((

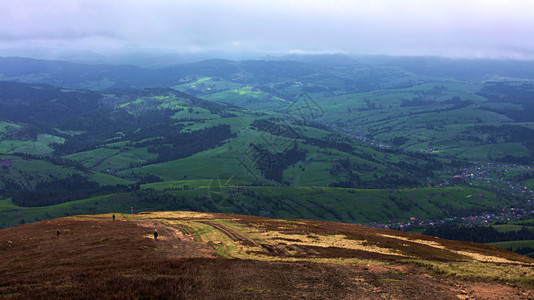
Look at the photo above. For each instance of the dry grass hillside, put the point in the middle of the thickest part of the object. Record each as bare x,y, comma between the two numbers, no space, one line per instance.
221,256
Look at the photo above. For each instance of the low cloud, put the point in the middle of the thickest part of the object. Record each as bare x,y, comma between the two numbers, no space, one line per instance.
420,27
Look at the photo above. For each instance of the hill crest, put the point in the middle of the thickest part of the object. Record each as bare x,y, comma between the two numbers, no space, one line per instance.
211,255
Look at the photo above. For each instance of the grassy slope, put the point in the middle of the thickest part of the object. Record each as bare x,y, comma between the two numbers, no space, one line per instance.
321,203
97,257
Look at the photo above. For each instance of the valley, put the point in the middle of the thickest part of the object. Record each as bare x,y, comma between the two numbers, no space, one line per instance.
379,145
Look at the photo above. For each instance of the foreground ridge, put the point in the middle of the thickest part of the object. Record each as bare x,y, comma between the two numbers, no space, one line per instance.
210,255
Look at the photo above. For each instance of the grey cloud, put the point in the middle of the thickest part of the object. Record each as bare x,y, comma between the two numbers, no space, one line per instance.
414,27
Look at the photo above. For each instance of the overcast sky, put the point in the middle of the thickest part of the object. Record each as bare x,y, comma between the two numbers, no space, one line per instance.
458,28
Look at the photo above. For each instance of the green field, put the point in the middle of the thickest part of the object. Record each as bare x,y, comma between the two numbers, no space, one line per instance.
321,203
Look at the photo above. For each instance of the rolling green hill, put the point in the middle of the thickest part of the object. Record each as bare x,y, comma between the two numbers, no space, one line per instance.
326,139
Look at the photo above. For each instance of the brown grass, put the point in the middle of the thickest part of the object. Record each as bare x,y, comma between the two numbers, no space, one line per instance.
96,258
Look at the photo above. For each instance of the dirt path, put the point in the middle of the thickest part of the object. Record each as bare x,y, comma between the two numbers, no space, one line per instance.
173,243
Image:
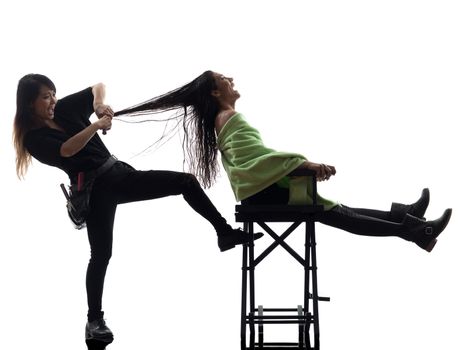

))

* [WHAT TO WORK ON]:
Restate the records above in full, word for word. Keep pictures out.

* [SOLUTION TO THIS EXERCISE]:
Look at the photo above. For each instance of the dry grass hillside, put the point in the middle of the thickest part of the object. Record each as bare x,y, comma between the two numbers, no space, one line per instance.
221,256
Look at the photo above. For each instance of the low cloud, put the point in the middle of the thickest part of the object. Record each as bare x,y, comma between the two numbers, no space, one line per instance.
420,27
Look at the photo above. For each instance of the hill crest, put the point in the middle of the thickest part of the object. Record each as bare x,y, comma between the two numbers, no space, one line per instance.
211,255
Look at the photo above. For each instance of the grassy slope, put the point in the middle of the thickest part of the object. Record each as bare x,y, comma between the two numbers, no space, one line per instance.
321,203
97,257
Look at the photo above. For each instance of the valley, put the point in the middle of the thickest part of the object. Record each as bare x,y, comma between the two numbers, no space, one line per instance.
379,145
Look at the photo above. For each instance of the foreground ridge, put the point in the middle of the thickest part of the object. Record each as bare x,y, comma between the two numbers, no space, one line per instance.
210,255
Look at the photo above. For each instance of the grey cloud, put the point in the middle of the thickest part of the object. Record each as bare x,y, comma between the two numbers, no space, one line per instance.
414,27
Look at the photo above. For each instance of the overcast sky, put the point in the middle of the thickest part of the object. Record each as bare x,y, comma between the two numbers, no space, one line per instance.
458,28
Look at the photo above. For each instance of the green field, put the point in the middle of the thickest part of the object. Record each as bare x,y, comma between the two numbers, no space, one line per instance.
321,203
Look at the photo above. For each instance of the rolling green hill, put the point in the middle of the thickest part of the object. Record each as bare x,y, comma between the two numbers, no space, one line per instance.
326,139
Look at the photo above. For each instance of the brown grass, put the point in the middle of the thickest part of the object. Record each as bare x,y, comma between the two numbers, no space, one line per instance.
96,258
Look at the photo above. For each instance of the dirt path, put the point in the middle of the thickest part of the object. Record each as bare x,y, comma between the two numbers, no space, one line per instance.
173,243
Image:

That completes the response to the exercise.